*DIRECTIONS*
Line by line, print the records exactly.

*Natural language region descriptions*

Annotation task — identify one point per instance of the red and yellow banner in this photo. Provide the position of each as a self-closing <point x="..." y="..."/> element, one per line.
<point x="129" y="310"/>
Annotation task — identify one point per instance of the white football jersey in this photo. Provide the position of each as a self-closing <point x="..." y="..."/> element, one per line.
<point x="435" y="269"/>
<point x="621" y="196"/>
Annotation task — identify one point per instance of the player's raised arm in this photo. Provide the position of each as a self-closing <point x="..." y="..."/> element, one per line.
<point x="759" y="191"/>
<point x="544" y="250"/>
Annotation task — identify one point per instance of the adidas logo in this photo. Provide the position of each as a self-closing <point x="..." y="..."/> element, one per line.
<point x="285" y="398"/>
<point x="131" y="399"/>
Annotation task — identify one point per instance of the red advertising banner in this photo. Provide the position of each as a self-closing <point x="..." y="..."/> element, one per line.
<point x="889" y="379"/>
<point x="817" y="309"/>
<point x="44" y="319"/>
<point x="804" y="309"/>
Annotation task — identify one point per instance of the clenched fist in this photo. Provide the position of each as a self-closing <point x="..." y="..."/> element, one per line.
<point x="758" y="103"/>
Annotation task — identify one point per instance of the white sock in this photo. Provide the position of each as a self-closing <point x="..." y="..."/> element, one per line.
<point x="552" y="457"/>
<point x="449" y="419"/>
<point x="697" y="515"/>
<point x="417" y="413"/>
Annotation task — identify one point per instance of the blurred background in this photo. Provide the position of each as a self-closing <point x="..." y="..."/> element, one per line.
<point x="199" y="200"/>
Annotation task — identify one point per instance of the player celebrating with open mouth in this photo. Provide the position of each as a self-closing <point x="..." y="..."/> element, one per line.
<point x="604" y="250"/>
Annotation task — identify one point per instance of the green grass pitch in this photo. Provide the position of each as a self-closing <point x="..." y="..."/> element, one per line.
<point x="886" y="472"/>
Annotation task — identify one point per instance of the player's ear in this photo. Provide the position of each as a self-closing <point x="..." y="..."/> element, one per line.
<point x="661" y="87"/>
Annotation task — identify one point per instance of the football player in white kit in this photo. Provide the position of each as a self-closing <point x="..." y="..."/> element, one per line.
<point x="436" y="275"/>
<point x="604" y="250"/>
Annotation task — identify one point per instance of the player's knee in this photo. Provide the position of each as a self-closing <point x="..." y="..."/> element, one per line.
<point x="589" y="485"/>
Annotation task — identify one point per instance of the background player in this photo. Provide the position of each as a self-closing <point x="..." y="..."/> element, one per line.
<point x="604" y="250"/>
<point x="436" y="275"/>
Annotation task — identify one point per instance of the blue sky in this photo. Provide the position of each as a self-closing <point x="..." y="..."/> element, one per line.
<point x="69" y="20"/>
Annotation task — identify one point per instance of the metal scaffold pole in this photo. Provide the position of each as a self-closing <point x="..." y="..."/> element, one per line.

*RESPONSE TO THIS EXERCISE*
Annotation task — identify one point per instance of the red and yellow banner in this photo. Provide the position of each as a self-closing <point x="..." y="..."/> element, one per line.
<point x="129" y="310"/>
Annotation task — identify one point per instance of the white football jersey in this photo. Provide the position of each as a self-closing <point x="..." y="..."/> element, one per line.
<point x="435" y="269"/>
<point x="621" y="196"/>
Annotation task — identify one point per instance of the player's raised arm in this photo. Provide the position of each as a self-closing <point x="..." y="..."/> element, one per line.
<point x="759" y="191"/>
<point x="544" y="250"/>
Annotation task — identify one point per instance of the adidas logo in this photo. Provide the position of each as a self-closing <point x="..." y="..."/> element, one per line.
<point x="285" y="398"/>
<point x="131" y="399"/>
Annotation task — identify one point per instance of the red advertising banner in this photo. Provide the position of each as a self-closing <point x="..." y="..."/> element, one per line.
<point x="889" y="379"/>
<point x="817" y="309"/>
<point x="44" y="319"/>
<point x="804" y="309"/>
Annotation task — identify one point per instance of the clenched fist in this photo. Provide the position of each as a self-closing <point x="..." y="..."/> element, one per line.
<point x="758" y="103"/>
Annotation task — identify one point per instance of the white sock in this photo. Provide the position of each as a self-closing <point x="..." y="..."/> element, one per line.
<point x="552" y="457"/>
<point x="449" y="419"/>
<point x="697" y="515"/>
<point x="417" y="413"/>
Annotation task — identify one point per instance of the blurred background in this photo. Provide the position of each as a self-closing <point x="..." y="..."/> element, one per line.
<point x="199" y="200"/>
Annotation task — identify one point per instance of the player celebrating with open mouth in this photo. Provide the position of each as a self-closing <point x="..." y="..."/> element, one per line.
<point x="604" y="250"/>
Annotation task — identify one point per instance of the green grass pitch in this photo. Provide the position of each as a self-closing <point x="..." y="..."/> element, one per line.
<point x="886" y="472"/>
Annotation task — identify one point per instance of the player's ear in this photo. Provide the position of each as a self-closing <point x="..." y="..."/> element, one per line.
<point x="661" y="87"/>
Annotation task — identify one point per instance of the football player in white kit in this photo. Provide the position of each as a self-closing <point x="..." y="..."/> element, one per line.
<point x="436" y="275"/>
<point x="604" y="250"/>
Annotation task — identify one point per instance of the player's knee in this photo. Provide the position of each as a self-closing <point x="..." y="..."/> element, one per line.
<point x="589" y="485"/>
Annotation task — identify one point per instance of the background player in this photo. Provide the position of each as a self-closing <point x="..." y="..."/> element, one per line.
<point x="604" y="250"/>
<point x="436" y="275"/>
Annotation task — identify one point per instance of the blue sky in this photo. Provide the position of each as a self-closing <point x="..." y="..."/> element, one per line.
<point x="69" y="20"/>
Annotation task — identify one point per instance of the metal scaffold pole in this photo. Provide the position of each as a self-closing <point x="..." y="..."/> element, one per line.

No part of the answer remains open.